(Point annotation dataset records)
--------------------------------

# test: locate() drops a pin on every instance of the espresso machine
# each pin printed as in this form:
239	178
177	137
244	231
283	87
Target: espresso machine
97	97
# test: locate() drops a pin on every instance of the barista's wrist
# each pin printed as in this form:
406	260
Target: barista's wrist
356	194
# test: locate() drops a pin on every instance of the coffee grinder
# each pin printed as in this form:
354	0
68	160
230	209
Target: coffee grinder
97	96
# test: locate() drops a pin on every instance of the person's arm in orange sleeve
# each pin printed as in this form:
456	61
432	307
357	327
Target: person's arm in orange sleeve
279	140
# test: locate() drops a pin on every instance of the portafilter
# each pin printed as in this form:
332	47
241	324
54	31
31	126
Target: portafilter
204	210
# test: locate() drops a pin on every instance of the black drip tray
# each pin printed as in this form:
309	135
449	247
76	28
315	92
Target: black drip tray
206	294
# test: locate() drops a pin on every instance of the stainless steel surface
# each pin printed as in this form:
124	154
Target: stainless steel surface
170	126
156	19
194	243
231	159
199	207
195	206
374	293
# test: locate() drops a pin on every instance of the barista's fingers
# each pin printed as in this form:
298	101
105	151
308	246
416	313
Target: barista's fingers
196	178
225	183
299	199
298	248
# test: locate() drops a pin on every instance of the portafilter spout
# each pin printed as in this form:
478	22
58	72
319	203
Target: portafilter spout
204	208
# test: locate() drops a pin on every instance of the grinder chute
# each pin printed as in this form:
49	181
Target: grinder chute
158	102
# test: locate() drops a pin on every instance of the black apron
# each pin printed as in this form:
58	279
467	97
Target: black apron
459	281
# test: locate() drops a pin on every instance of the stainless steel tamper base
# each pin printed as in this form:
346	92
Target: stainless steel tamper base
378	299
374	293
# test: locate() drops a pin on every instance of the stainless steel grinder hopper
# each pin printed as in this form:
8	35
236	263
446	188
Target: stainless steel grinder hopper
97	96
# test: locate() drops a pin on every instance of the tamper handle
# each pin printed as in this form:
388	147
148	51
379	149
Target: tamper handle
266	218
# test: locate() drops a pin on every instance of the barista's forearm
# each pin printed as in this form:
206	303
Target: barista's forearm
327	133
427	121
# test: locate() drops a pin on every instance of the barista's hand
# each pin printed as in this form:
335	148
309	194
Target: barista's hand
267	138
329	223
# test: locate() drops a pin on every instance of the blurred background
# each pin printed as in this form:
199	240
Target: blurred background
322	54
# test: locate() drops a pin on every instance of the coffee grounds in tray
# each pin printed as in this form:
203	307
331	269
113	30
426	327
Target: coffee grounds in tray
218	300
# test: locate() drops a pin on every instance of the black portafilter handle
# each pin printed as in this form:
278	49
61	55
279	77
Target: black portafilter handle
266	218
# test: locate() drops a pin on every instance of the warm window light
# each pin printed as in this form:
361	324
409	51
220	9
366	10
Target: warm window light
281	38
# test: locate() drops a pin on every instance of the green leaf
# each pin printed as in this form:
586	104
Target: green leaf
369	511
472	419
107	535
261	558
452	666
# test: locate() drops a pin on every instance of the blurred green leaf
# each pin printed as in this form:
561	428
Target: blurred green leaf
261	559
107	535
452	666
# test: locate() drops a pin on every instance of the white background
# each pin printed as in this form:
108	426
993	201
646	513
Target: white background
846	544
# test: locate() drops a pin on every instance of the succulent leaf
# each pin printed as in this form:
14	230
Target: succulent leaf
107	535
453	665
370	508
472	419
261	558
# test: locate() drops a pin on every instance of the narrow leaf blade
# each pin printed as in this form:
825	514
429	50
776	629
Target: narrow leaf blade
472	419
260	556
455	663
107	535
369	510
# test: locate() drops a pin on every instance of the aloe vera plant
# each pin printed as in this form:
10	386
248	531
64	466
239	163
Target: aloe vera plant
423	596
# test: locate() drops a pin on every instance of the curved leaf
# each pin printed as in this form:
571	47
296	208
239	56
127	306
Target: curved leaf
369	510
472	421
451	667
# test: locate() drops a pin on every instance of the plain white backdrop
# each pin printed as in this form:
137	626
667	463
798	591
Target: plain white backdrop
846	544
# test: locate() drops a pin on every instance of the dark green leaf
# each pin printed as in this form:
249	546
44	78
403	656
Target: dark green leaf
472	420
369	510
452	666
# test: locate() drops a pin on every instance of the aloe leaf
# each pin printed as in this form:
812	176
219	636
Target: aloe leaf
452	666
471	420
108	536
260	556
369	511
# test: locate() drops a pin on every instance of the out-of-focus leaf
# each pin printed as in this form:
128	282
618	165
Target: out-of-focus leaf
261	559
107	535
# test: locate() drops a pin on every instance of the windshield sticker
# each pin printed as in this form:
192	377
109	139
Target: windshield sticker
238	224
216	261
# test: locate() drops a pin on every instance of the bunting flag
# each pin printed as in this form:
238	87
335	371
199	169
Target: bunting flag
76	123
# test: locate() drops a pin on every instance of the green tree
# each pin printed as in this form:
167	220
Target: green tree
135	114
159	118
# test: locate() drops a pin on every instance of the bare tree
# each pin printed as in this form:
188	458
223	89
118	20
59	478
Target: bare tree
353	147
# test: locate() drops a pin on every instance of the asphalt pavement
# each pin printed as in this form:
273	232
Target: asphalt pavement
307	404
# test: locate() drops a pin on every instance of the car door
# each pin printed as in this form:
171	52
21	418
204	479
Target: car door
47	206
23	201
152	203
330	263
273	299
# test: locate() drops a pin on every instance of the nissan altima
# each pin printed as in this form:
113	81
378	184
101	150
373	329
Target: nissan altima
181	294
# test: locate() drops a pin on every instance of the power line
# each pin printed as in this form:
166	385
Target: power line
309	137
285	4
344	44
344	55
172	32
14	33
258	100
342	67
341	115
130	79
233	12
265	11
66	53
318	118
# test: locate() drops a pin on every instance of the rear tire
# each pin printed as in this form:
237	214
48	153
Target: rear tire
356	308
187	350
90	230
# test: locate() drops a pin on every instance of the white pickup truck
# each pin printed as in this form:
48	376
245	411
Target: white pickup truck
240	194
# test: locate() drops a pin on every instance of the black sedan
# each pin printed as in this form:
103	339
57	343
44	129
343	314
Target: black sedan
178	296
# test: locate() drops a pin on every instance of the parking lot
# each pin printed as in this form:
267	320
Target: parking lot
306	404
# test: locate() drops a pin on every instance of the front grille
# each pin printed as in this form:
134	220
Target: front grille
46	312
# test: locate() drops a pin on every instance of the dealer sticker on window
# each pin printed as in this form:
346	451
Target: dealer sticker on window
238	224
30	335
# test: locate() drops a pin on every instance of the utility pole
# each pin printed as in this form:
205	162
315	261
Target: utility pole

--------------------------------

- [Task directions]: Reproduce every line above without error.

- [Expected output]:
# test: locate() drops a pin on every instance of the espresso machine
# each pin printed as in this form:
239	178
177	137
244	231
283	87
Target: espresso machine
97	97
# test: locate() drops a pin on every instance of the barista's wrist
# each pin printed as in this form:
406	260
Target: barista's wrist
356	194
# test: locate() drops a pin on every instance of the coffee grinder
# each pin printed as in this form:
354	0
68	160
230	209
Target: coffee grinder
97	96
# test: locate() drops a pin on every instance of the person's arm in orange sleeve
# each pin printed as in this form:
456	61
432	307
357	327
Target: person's arm in orange sleeve
279	140
# test: locate() drops a pin on every instance of the portafilter
# each pin printed as in this form:
332	47
241	324
54	31
31	126
Target: portafilter
204	210
# test: locate() drops a pin on every instance of the black drip tray
# each pin printed as in this form:
309	135
449	247
76	28
315	92
Target: black drip tray
206	294
# test: locate() drops a pin on every instance of the stainless steel surface
# each pin printed as in this form:
124	154
Target: stainless steel surface
170	126
156	19
194	243
231	159
199	207
195	206
374	293
# test: locate() drops a pin on every instance of the barista's fingers
# each pin printed as in this form:
298	101
105	151
308	246
416	313
Target: barista's fingers
196	178
225	183
299	199
298	248
# test: locate() drops a pin on every instance of the portafilter spout
# each pin printed as in this form:
478	22
58	72
319	203
Target: portafilter spout
204	208
# test: locate() drops a pin on every instance of the grinder chute
# each pin printed as in this form:
49	181
Target: grinder chute
158	102
# test: locate() drops a pin on every instance of the black apron
# each pin printed as in this form:
58	279
467	97
Target: black apron
459	281
# test: locate() drops a pin on every instance of the stainless steel tamper base
# each pin printed as in this form:
346	92
Target: stainless steel tamper base
378	299
374	293
# test: locate() drops a pin on every instance of the stainless steel grinder hopper
# each pin printed as in this form:
8	35
236	263
446	188
Target: stainless steel grinder hopper
97	96
# test: locate() drops a pin on every instance of the tamper handle
# each pin printed as in this form:
388	147
148	51
379	149
Target: tamper handle
266	218
# test: locate() drops a pin on every instance of the barista's forearm
# each pin printed as in this form:
206	303
Target: barista's forearm
327	133
427	121
# test: locate() drops a pin on every instance of the barista's hand
# each pin printed as in this form:
335	148
309	194
Target: barista's hand
267	138
329	223
# test: locate() drops a pin on every instance of the blurred background
# each pin printed as in this form:
199	240
Target: blurred background
322	54
# test: locate() drops a pin on every instance of the coffee grounds in tray
# each pin printed as in this form:
203	307
331	269
113	30
426	327
Target: coffee grounds in tray
218	300
# test: locate() drops a pin on every instance of the black portafilter handle
# each pin printed as in this form:
278	49
61	55
279	77
Target: black portafilter handle
266	218
# test: locate() drops a pin on every instance of the warm window light
# each pin printed as in this form:
361	324
409	51
220	9
366	10
Target: warm window light
281	38
# test: locate() drops a pin on every instance of the green leaf
# each pin printed as in this form:
586	104
Target: green leaf
369	511
472	419
107	535
261	558
452	666
# test: locate() drops a pin on every instance of the blurred green leaf
# each pin printed as in this form:
561	428
Target: blurred green leaf
261	559
107	535
452	666
# test: locate() drops a pin on every instance of the white background
# each pin printed as in this form:
108	426
993	201
646	513
Target: white background
846	544
# test: locate() drops a pin on every instance of the succulent leaf
# each pin printed as in this form:
14	230
Target: succulent leaf
107	535
453	665
370	508
472	419
261	558
# test: locate() drops a pin on every instance of the narrow leaf blade
# each pin printed as in this form:
825	514
429	50
776	629
Target: narrow leaf blade
472	419
260	556
455	663
107	535
369	510
# test: locate() drops a pin on every instance of the aloe vera plant
# each pin printed as in this form:
10	386
248	531
64	466
239	163
Target: aloe vera plant
423	596
# test: locate() drops a pin on every instance of the curved leaf
# each pin printed as in this form:
571	47
296	208
239	56
127	306
Target: curved leaf
369	510
472	421
451	667
# test: locate() drops a pin on every instance of the plain white backdrop
# each pin printed as in this form:
137	626
667	463
798	591
Target: plain white backdrop
846	544
# test: locate() drops a pin on every instance of the dark green leaf
# each pin printed as in this form:
249	546
44	78
403	656
Target: dark green leaf
472	420
369	510
452	666
# test: locate() drops a pin on every instance of the aloe leaf
# each pin printed as in this form:
812	176
219	636
Target: aloe leaf
452	666
471	420
108	536
260	556
369	511
# test: locate() drops a pin on every instance of the out-of-focus leaf
# each pin printed as in this form:
128	282
618	165
Target: out-of-focus leaf
261	559
107	535
# test: locate() drops a pin on every instance of the windshield sticker
# each pin printed as in this form:
192	377
109	139
Target: windshield sticker
238	224
216	261
# test: locate() drops a pin on every instance of the bunting flag
# each pin printed as in this form:
238	87
335	371
199	169
Target: bunting flag
76	123
# test: locate() drops a pin on every instance of the green tree
# each pin printed as in this form:
167	220
Target: green tree
135	114
159	118
# test: locate() drops a pin on every instance of the bare tree
# each pin printed as in this form:
188	458
223	89
118	20
59	478
Target: bare tree
353	147
# test: locate() drops a pin on every instance of the asphalt pavement
# each pin printed as in this form:
273	232
Target: asphalt pavement
307	404
# test: locate() drops a pin on every instance of the car door
# each pin printed as in this form:
171	52
21	418
204	479
Target: car door
47	206
23	201
152	203
330	263
273	299
# test: locate() drops a pin on every instance of the nissan altima
# each pin printed as in this form:
113	81
378	184
101	150
373	329
Target: nissan altima
181	294
# test: locate() drops a pin on every instance of the power line
# each pin printed as in this form:
166	385
Target: power line
309	137
285	4
344	44
344	55
172	32
14	33
258	100
342	67
341	115
130	79
233	12
265	11
66	53
318	118
# test: locate() drops a pin on every instance of the rear tire
# each pin printed as in this form:
237	214
48	153
Target: rear tire
356	308
187	350
90	230
# test: locate() drops a pin on every instance of the white pickup truck
# each pin printed as in this form:
48	376
245	411
Target: white pickup truck
240	194
# test: locate() drops a pin on every instance of the black sedan
# each pin printed as in this form:
103	339
57	343
44	129
343	314
Target: black sedan
178	296
# test: locate() drops a pin on every instance of the parking lot
# each pin printed as in this form:
267	320
Target: parking lot
306	404
# test: locate() drops a pin on every instance of the front grille
# each pin printed as in this form:
134	220
Target: front grille
46	312
# test: locate() drops a pin on every instance of the dealer sticker on window
# each pin printed as in this form:
346	451
Target: dealer sticker on window
238	224
30	335
# test: locate() drops a pin on every instance of the utility pole
# each pin printed as in this form:
205	162
315	261
Target: utility pole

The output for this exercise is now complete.